[Part of a data file]
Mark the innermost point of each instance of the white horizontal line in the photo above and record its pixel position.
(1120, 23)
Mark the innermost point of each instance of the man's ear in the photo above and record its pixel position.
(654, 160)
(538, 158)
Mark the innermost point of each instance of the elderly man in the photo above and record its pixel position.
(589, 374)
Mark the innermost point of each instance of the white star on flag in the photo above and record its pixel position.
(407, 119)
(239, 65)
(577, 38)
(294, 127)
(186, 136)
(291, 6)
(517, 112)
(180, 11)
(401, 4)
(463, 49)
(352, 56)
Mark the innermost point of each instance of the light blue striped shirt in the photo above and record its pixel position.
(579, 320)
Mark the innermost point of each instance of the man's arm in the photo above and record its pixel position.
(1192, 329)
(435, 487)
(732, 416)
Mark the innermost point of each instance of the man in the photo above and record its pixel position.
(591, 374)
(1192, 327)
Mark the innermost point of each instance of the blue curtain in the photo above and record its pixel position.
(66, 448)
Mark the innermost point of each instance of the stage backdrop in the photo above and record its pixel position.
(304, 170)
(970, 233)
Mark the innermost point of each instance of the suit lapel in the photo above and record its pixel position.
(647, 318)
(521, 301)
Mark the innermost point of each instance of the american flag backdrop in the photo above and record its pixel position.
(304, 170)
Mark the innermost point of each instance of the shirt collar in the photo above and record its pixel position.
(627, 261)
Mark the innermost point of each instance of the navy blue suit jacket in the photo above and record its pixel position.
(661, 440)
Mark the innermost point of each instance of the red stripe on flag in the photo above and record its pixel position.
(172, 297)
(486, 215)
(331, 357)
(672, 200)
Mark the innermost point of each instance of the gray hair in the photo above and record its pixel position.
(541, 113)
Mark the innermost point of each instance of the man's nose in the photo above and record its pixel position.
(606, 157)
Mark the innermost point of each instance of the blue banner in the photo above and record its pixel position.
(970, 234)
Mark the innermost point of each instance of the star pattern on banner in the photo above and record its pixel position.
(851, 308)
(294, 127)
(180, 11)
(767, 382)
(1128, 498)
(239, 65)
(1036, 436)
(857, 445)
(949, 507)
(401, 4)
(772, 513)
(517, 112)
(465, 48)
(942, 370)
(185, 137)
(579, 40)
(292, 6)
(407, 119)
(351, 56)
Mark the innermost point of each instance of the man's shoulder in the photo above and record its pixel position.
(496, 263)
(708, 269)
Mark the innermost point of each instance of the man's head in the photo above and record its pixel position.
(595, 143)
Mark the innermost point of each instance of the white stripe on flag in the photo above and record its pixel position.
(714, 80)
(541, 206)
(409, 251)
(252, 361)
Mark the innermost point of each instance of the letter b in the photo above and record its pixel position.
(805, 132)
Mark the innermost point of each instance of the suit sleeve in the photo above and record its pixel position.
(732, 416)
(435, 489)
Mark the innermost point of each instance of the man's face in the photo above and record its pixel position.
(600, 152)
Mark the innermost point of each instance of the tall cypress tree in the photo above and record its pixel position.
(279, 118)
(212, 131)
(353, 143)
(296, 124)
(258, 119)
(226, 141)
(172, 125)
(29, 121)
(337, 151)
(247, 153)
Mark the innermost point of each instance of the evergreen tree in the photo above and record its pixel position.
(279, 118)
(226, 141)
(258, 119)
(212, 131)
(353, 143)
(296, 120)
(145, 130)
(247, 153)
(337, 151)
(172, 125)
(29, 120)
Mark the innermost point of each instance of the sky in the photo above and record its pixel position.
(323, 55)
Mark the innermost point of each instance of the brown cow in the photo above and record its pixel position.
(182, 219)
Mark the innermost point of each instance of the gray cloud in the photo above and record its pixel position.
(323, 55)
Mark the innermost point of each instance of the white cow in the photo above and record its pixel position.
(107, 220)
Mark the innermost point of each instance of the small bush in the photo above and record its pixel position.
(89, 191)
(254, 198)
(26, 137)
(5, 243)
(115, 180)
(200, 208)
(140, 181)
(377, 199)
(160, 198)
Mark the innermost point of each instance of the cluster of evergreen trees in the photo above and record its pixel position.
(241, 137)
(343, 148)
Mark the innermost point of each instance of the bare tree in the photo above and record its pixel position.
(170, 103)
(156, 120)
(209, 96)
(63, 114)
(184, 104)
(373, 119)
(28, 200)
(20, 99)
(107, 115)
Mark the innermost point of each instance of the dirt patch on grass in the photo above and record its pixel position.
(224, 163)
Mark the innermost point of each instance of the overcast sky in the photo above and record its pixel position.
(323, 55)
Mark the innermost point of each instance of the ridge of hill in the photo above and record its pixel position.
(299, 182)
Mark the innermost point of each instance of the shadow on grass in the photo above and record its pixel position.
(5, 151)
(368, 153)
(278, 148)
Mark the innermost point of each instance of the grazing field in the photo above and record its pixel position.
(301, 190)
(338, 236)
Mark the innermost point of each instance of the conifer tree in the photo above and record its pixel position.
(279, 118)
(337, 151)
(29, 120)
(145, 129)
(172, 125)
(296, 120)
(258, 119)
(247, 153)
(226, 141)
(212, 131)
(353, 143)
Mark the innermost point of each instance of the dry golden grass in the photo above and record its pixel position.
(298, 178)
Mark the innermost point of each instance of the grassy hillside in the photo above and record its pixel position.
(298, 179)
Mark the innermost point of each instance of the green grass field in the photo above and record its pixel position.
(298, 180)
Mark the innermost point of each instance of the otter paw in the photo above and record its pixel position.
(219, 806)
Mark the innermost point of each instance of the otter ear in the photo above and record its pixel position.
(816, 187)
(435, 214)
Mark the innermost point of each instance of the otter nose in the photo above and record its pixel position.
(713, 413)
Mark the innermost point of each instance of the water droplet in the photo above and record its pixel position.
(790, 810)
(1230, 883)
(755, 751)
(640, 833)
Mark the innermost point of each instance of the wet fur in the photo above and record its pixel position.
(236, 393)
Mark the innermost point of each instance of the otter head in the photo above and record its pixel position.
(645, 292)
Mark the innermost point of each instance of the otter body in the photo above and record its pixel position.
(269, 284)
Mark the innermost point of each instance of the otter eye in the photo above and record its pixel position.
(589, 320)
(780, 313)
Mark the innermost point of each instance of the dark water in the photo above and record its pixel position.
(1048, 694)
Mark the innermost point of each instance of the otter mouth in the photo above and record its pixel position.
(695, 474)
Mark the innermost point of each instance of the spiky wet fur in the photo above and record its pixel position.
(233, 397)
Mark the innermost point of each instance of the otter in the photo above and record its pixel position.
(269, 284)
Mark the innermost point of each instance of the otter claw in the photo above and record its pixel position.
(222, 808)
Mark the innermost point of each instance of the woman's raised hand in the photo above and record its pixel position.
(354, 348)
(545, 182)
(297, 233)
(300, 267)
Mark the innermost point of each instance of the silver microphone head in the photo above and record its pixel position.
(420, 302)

_JOB_: Return the material exactly as it stands.

_FINAL ANSWER_:
Mark the innermost point of each instance of the white horizontal line in the photo above and record its pixel position.
(1120, 23)
Mark the innermost point of each instance of the man's ear in the photo above and record its pixel position.
(654, 160)
(538, 158)
Mark the innermost point of each instance of the elderly man in the photo above and record its pixel position.
(589, 374)
Mark the innermost point of each instance of the white star on flag in the photo above and record its pixel position.
(407, 119)
(239, 65)
(577, 38)
(294, 127)
(186, 136)
(291, 6)
(517, 112)
(180, 11)
(401, 4)
(463, 49)
(352, 56)
Mark the innermost point of each instance of the light blue striped shirt in the photo above and record its pixel position.
(579, 320)
Mark the innermost point of each instance of the man's arm in the photo above and record its pixel position.
(1192, 329)
(435, 487)
(732, 416)
Mark the innermost point of each instance of the man in the photo above and record its pixel position.
(591, 374)
(1192, 327)
Mark the innermost point of each instance of the blue curtain in the photo above and record its pixel position.
(66, 448)
Mark the innermost point of each instance of the stage backdrop in the photo above and record its pixel position.
(304, 170)
(970, 233)
Mark the innermost point of each instance of the suit lapel in the photo above and record its pixel position.
(647, 318)
(521, 301)
Mark the innermost point of each instance of the american flag backdrop in the photo above and record its pixel position.
(304, 170)
Mark the innermost point of each instance of the shirt collar in the photo above and record its pixel position.
(627, 261)
Mark the innermost point of each instance of the navy blue suit jacket in the photo above and record its pixel position.
(661, 440)
Mark the innermost point of each instance of the red stripe on flag in the photo above and record its pixel position.
(172, 297)
(486, 215)
(331, 357)
(672, 200)
Mark the innermost point of each instance of the gray hair in the photo above and record its pixel position.
(541, 113)
Mark the innermost point of each instance of the man's nose in the photo above and record its pixel position.
(606, 157)
Mark the innermost point of each instance of the blue banner in the photo above and record its pixel position.
(970, 234)
Mark the innermost point of each instance of the star pattern on banner in the photo above and record its pixel position.
(851, 308)
(294, 127)
(180, 11)
(767, 382)
(1128, 498)
(239, 65)
(1036, 436)
(857, 445)
(949, 507)
(401, 4)
(772, 513)
(517, 112)
(465, 48)
(942, 370)
(185, 137)
(579, 40)
(292, 6)
(407, 119)
(351, 56)
Mark the innermost point of each instance of the man's shoulder in the photo above and record its pixel position.
(496, 263)
(708, 269)
Mark the innermost point of each instance of the man's head in the photo above and record its pixel position.
(595, 143)
Mark the innermost point of each instance of the white stripe on flag in the photo above and record its pixel position.
(714, 80)
(541, 206)
(409, 251)
(252, 361)
Mark the innermost point of each instance of the letter b in the photo above and record its pixel position.
(805, 132)
Mark the innermost point of each instance of the suit sleeve in the photo above and record its pixel position.
(732, 416)
(435, 489)
Mark the innermost point of each instance of the man's face in the photo above and record its pixel position.
(600, 152)
Mark the innermost point of each instance of the tall cypress tree in the photo above and record its pixel position.
(279, 118)
(212, 131)
(353, 143)
(296, 124)
(258, 119)
(226, 141)
(172, 125)
(29, 121)
(337, 151)
(247, 153)
Mark the innermost point of each instance of the evergreen tree in the photo above and record its pixel position.
(279, 118)
(226, 141)
(258, 119)
(212, 131)
(353, 143)
(296, 120)
(145, 130)
(247, 153)
(337, 151)
(172, 125)
(29, 120)
Mark the innermost point of each instance of the sky in the photo above and record its pixel position.
(323, 55)
Mark the innermost point of each instance of the brown cow in the photo above and record its pixel position.
(182, 219)
Mark the innermost point of each instance of the gray cloud in the photo above and record its pixel position.
(323, 55)
Mark the innermost point of each instance of the white cow in the photo above and record its pixel position.
(107, 220)
Mark the innermost point of each instance of the small bush in the photo above and record its pixel position.
(89, 191)
(254, 198)
(26, 137)
(5, 243)
(115, 180)
(200, 208)
(140, 181)
(377, 199)
(160, 198)
Mark the innermost point of each instance of the cluster of evergreen trees in the photo above and record its pixel position.
(241, 137)
(343, 148)
Mark the innermost point of each instance of the bare tree in the photo above and record its pixel position.
(170, 103)
(156, 120)
(209, 96)
(63, 114)
(184, 104)
(373, 119)
(28, 200)
(20, 99)
(107, 115)
Mark the innermost point of each instance of the dirt patch on grass in the photo above and record its pixel position.
(224, 163)
Mark the innermost point of each instance of the overcast sky in the photo above and record its pixel position.
(323, 55)
Mark the innermost point of each instance of the ridge of hill in the photo above and record its pixel position.
(299, 182)
Mark the innermost point of each instance of the shadow on grass in the photo above and record its pixel position.
(5, 151)
(368, 153)
(278, 148)
Mark the innermost point of each instance of the grazing field in the photo above and record its pixel position.
(301, 190)
(338, 236)
Mark the innermost point of each instance of the conifer tree in the photo above and record its pixel position.
(279, 118)
(337, 151)
(29, 120)
(145, 129)
(172, 125)
(296, 120)
(258, 119)
(247, 153)
(226, 141)
(212, 131)
(353, 143)
Mark the innermost point of each instance of the dry golden grass in the photo above and record its pixel position.
(298, 178)
Mark the innermost point of each instance of the grassy hillside in the photo above and record its pixel position.
(298, 179)
Mark the innermost point of each instance of the green grass field in the photo above and record its pixel position.
(298, 180)
Mark the innermost point of each instance of the otter paw in the photo above and record its pixel position.
(219, 806)
Mark the innermost point of each instance of the otter ear in the photo above and record its pixel position.
(816, 187)
(435, 214)
Mark the innermost point of each instance of the otter nose in the photo above and record its pixel position.
(713, 413)
Mark the innermost point of each instance of the water droplet in the photo above and record its pixel position.
(790, 810)
(1230, 883)
(755, 751)
(640, 833)
Mark the innermost point of each instance of the wet fur in the photo above and record its pixel position.
(236, 393)
Mark the innermost point of each instance of the otter head in the photo above and record its pixel position.
(645, 292)
Mark the innermost point of each instance of the otter body in the photo above and record its pixel position.
(269, 284)
Mark the innermost point of each instance of the otter eye in the photo above and record its pixel position.
(589, 320)
(780, 313)
Mark the innermost point of each instance of the dark water in the photo above and record its pixel position.
(1048, 694)
Mark the innermost point of each instance of the otter mouth in the photo above and record its pixel position.
(695, 474)
Mark the innermost point of each instance of the spiky wet fur in the photo above and record its pixel position.
(233, 397)
Mark the innermost point of each instance of the otter in the photo above and record its pixel position.
(269, 284)
Mark the innermost point of each instance of the otter claw in the photo above and record its pixel position.
(222, 808)
Mark the innermost point of each instance of the woman's raised hand in the photo above and record its pixel position.
(354, 348)
(545, 182)
(297, 233)
(300, 267)
Mark the innermost point of each instance of the silver microphone head in the photo above and record its pixel position.
(420, 302)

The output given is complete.